**Exercise prompt**
Repeat the records below exactly, line for line.

**Data provided**
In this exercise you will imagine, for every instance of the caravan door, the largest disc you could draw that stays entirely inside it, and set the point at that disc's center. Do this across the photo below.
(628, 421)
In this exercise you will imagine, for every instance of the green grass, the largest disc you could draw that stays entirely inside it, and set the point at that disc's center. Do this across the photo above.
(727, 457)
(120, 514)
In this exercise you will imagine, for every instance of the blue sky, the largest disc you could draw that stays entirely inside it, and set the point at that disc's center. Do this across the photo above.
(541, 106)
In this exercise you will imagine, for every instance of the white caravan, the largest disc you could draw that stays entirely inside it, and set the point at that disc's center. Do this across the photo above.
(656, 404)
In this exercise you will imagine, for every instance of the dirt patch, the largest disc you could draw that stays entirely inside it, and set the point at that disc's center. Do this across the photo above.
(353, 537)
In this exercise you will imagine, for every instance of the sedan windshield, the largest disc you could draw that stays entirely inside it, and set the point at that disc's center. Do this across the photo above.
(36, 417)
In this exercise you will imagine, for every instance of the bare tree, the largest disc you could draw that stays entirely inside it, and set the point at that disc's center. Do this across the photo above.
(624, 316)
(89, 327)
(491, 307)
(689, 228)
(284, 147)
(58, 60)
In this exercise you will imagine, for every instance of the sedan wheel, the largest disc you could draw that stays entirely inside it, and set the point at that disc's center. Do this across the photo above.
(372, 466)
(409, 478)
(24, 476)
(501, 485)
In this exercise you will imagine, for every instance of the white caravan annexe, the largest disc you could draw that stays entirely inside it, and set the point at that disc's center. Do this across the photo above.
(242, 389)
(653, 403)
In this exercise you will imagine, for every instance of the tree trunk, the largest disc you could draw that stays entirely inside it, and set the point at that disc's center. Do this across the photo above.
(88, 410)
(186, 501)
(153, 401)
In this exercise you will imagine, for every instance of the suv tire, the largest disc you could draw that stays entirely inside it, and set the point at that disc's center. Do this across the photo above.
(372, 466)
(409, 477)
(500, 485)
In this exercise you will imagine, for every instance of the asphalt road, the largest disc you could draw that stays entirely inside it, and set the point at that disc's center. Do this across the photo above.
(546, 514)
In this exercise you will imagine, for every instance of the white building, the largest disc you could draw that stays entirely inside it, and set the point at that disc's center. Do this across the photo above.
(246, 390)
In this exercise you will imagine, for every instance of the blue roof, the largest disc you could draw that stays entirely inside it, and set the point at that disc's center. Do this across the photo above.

**Task solution**
In this exercise you will imagine, for every instance of the caravan door, the largest disc you could draw that stays entirely inside it, and set the point at that disc's center. Do this across the photo below.
(628, 421)
In this exercise you will imagine, for every instance of the green grass, the largest disc you could draw that stays entirely inside it, and set the point at that disc's center. Do this across the photo above.
(727, 457)
(120, 514)
In this exercise you will imagine, for every instance of the blue sky, the largest disc you could draw that stays entirely inside it, and set the point at that disc's center. Do this across the photo above.
(541, 106)
In this exercise you will imagine, for every instance of the white caravan, the largest disc you could draw that stays entirely inside it, and set the point at that disc's center. Do this across the photo above.
(656, 404)
In this exercise you will imagine, for every instance of the dirt patch, the largest disc you could draw that stays entirely inside it, and set the point at that disc's center. Do this across the photo above.
(353, 537)
In this exercise you will imagine, for every instance of the sedan windshield, the largest disc you could draw that stays entirely inside it, and set the point at that disc's center. Do this across the photo above.
(36, 417)
In this exercise you will imagine, for every instance of the bare tree, the largest disc you could draw that stays entirely inside it, and set the point at that disc's center. Do this across the photo above.
(624, 316)
(89, 327)
(491, 307)
(689, 228)
(284, 147)
(58, 60)
In this exercise you will imagine, for every instance of the sedan wheel, the largest disc you could draw that stays entirely inside it, and set the point at that disc's center. Do this across the photo above.
(372, 466)
(409, 478)
(24, 476)
(501, 485)
In this exercise you will imagine, for every instance of the white caravan annexe, the largest disc you could draw that stays entirely inside it, and set the point at that disc's center. Do this across the photo above.
(242, 389)
(653, 403)
In this exercise you will imagine, for every instance of the tree trunk, the largest disc you could draw that stays entirely inside it, and set the point at that disc's center. Do this across the photo above.
(88, 410)
(186, 501)
(153, 401)
In this exercise you will imagine, for every instance of the suv tire, the largest disc you could draw that stays entirely inside it, and set the point at that disc's center. Do this across the photo above.
(372, 466)
(409, 477)
(500, 485)
In this exercise you will imagine, for every instance of the asphalt road, the largest disc you could draw that stays entirely inside it, and set the point at that disc's center. Do this across the photo above.
(546, 514)
In this exercise you will imagine, for every instance of the white building, the largest disc you could draw that stays entirely inside it, and set the point at that disc's center. Do this across the photo above.
(246, 390)
In this exercise you will imagine, for every instance of the blue roof, the largest disc you could draw that stays entirely inside it, and set the point at that disc's center. Do this across the photo above.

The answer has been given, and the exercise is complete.